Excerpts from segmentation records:
● ● ●
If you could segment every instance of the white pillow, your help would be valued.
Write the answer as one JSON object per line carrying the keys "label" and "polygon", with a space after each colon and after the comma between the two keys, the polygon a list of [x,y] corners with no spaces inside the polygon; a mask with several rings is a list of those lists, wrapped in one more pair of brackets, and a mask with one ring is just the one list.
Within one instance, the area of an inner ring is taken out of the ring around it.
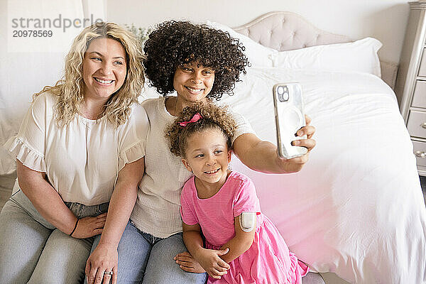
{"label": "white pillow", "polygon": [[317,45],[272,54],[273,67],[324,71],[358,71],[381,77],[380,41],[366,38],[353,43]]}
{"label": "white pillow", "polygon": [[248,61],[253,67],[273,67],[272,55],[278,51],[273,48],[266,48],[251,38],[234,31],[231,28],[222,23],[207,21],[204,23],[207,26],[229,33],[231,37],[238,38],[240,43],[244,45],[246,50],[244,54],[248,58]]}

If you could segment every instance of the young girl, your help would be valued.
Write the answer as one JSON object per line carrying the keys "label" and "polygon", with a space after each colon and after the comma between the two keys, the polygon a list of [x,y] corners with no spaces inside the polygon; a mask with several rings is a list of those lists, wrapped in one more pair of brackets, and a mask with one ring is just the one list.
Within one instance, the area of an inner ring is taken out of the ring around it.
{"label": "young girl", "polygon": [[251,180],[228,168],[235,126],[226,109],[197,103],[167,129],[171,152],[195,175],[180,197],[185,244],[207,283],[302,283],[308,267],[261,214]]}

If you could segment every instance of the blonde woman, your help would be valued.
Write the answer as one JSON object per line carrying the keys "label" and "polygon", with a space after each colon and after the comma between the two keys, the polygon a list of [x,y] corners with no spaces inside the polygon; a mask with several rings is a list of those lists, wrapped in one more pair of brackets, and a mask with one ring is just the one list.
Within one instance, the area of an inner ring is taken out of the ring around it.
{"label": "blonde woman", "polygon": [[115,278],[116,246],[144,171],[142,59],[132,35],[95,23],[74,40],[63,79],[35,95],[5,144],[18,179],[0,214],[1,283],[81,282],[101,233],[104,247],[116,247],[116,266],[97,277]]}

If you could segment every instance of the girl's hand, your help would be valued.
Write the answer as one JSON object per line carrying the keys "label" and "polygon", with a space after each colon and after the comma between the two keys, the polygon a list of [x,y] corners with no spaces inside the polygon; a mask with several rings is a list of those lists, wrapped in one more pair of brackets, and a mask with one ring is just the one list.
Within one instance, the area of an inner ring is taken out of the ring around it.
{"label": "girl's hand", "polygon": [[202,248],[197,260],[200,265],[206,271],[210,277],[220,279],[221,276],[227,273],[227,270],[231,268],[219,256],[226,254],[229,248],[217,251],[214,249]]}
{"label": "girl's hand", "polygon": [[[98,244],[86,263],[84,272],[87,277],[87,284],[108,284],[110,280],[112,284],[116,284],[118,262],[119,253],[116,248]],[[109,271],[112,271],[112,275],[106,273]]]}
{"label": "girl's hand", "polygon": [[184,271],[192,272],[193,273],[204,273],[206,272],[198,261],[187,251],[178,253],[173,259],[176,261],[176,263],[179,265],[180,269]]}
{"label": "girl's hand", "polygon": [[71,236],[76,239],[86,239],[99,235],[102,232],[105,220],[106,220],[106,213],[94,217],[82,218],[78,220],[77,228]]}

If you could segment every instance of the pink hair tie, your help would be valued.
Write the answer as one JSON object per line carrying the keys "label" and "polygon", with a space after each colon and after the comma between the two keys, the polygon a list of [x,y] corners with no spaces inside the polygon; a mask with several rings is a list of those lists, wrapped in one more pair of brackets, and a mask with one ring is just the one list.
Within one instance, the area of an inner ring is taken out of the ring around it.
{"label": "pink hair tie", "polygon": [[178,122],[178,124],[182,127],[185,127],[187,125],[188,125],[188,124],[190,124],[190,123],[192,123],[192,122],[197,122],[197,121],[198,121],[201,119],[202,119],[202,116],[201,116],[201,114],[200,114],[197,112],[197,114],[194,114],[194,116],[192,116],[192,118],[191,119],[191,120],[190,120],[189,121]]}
● ● ●
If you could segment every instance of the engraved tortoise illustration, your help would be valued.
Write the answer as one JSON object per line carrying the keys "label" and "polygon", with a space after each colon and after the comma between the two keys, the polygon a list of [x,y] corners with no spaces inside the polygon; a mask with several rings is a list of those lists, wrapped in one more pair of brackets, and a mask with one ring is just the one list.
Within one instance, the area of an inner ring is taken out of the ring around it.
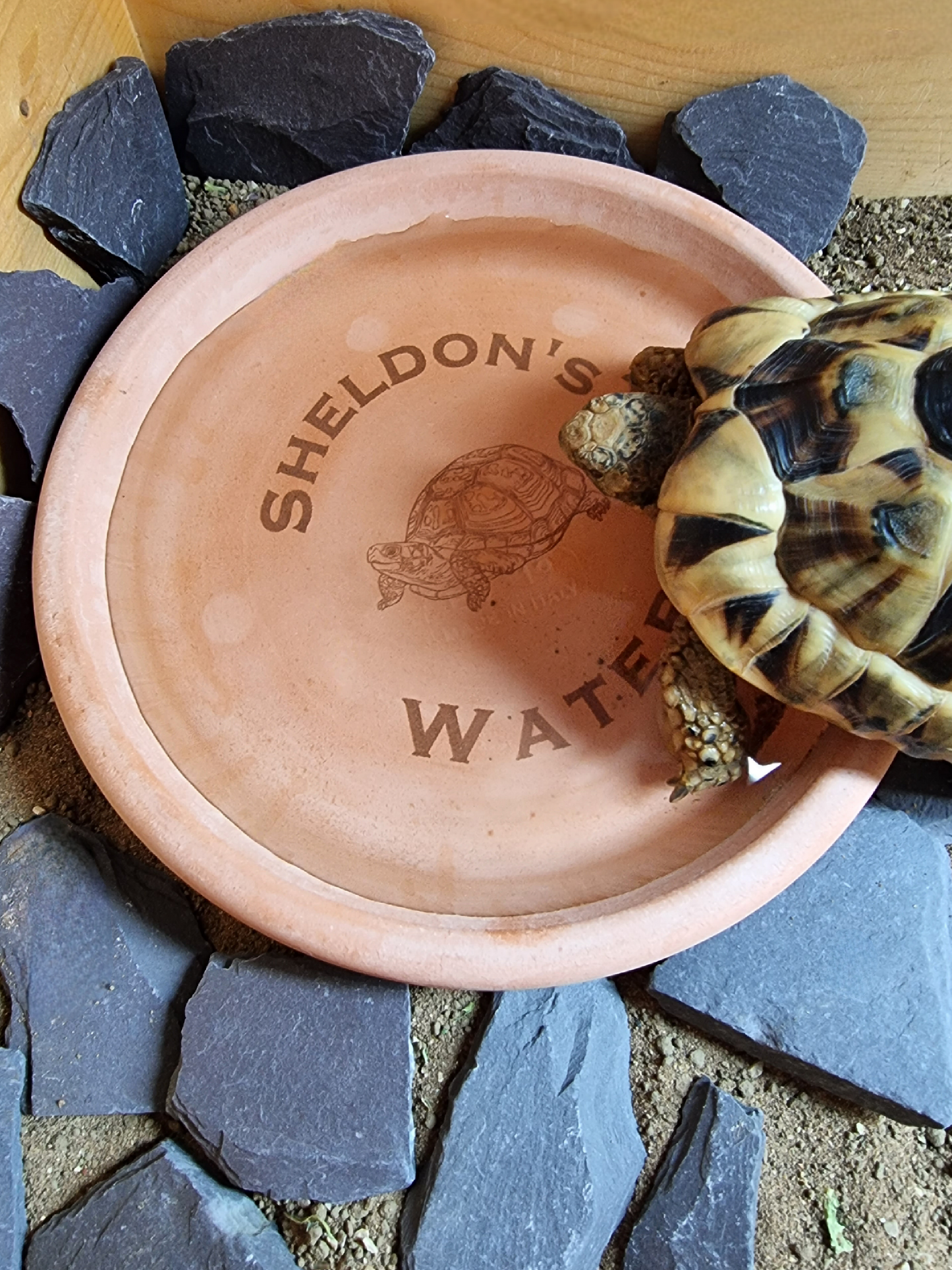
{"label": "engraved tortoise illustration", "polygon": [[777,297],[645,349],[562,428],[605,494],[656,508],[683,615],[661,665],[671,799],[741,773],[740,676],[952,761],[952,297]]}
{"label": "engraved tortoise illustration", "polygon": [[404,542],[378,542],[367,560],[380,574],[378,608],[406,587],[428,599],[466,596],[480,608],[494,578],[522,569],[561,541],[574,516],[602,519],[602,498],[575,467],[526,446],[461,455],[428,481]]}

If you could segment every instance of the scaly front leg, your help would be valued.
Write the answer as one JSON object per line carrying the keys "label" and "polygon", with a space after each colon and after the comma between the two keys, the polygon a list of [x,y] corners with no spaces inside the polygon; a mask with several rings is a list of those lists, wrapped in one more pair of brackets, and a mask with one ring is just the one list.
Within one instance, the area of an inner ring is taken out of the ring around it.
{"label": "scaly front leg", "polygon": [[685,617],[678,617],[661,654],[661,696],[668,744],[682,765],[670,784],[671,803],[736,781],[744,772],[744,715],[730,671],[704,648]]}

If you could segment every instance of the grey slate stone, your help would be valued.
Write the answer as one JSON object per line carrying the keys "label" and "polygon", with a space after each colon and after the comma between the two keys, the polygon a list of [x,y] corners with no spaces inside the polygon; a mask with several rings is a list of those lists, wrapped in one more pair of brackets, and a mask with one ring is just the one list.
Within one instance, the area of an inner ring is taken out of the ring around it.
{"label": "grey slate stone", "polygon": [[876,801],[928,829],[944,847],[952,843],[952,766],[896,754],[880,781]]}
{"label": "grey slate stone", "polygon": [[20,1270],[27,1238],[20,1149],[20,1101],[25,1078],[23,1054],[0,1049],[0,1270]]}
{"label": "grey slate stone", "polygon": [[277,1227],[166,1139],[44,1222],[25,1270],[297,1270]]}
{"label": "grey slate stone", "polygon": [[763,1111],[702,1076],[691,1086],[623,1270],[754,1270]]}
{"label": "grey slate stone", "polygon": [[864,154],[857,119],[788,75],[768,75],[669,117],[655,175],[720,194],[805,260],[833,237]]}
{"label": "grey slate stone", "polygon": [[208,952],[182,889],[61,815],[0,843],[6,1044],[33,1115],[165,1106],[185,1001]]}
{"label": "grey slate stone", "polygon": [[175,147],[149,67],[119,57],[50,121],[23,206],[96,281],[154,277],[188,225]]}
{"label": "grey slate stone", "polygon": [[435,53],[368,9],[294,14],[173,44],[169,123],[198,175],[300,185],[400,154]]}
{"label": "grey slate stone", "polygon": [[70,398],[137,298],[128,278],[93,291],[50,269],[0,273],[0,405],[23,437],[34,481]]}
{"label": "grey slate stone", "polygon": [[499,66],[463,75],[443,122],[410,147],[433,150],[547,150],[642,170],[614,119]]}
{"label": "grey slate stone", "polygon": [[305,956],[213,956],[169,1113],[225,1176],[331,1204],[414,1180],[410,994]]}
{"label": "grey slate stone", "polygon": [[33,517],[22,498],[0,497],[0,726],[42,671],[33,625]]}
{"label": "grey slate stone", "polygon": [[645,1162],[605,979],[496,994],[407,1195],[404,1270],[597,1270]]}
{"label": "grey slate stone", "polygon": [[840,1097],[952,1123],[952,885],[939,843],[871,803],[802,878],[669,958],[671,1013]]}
● ● ●
Select every line of the rows above that contains the string "scaly", and copy those lines. Case counts.

Correct result -
If you could segment every instance of the scaly front leg, your help would be valued.
{"label": "scaly front leg", "polygon": [[685,617],[678,617],[661,654],[661,696],[668,744],[682,765],[670,784],[671,803],[736,781],[744,772],[744,715],[730,671],[704,648]]}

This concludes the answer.